**Tasks to carry out**
A. In the woodworking text, what blades did the writer load into the coping saw?
B. Write out the woodworking text word for word, starting with "So when Monday" and going on through "they are excellent.)".

**Text extract**
******************************

After putting off the task for a week, I finally figured out how to keep the tiny piece of end grain attached to the leg as I sawed the vast majority of it away with a coping saw. My solution was to glue a thin backing board behind the eight fragile areas with the boards’ grain oriented in such a way that it would stiffen everything up.

As I glued those backing boards in on Saturday I thought, “Maybe this is overkill. Maybe I should just grab my saw and teach those aprons a lesson.”

But by that point the glue was out, half the backing boards were in and I had to rush off to meet friends for dinner.

So when Monday came around I took up my coping saw and went to work. Point one in my favor: I had marked the cut on the inside and outside of the piece so it was easy to follow the line. Point two: I had loaded my Olson coping saw with some sweet 15 tpi coping saw blades from Tools for Working Wood. These blades are head and shoulders above the home-center dreck, which always come with a nasty burr and poorly shaped teeth. (I really should review these new blades for the magazine because they are excellent.)

And point three: I am so glad I glued those eight blocks in behind the aprons. After I sawed out the aprons I began chiseling the waste to its final shape. The end grain flaked off the legs like dry skin after a nasty sunburn. The backing boards held the delicate parts in place brilliantly.

******************************

**Provided data**
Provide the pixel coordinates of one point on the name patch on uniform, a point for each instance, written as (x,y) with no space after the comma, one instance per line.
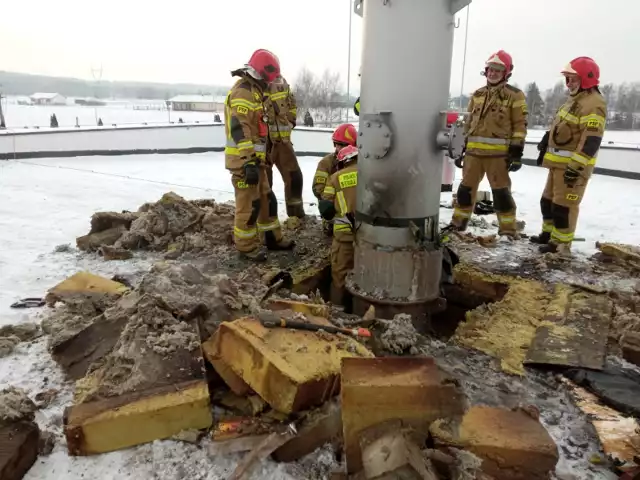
(348,179)
(593,124)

******************************

**Per-task answers**
A. Blades with 15 teeth per inch from Tools for Working Wood

B.
So when Monday came around I took up my coping saw and went to work. Point one in my favor: I had marked the cut on the inside and outside of the piece so it was easy to follow the line. Point two: I had loaded my Olson coping saw with some sweet 15 tpi coping saw blades from Tools for Working Wood. These blades are head and shoulders above the home-center dreck, which always come with a nasty burr and poorly shaped teeth. (I really should review these new blades for the magazine because they are excellent.)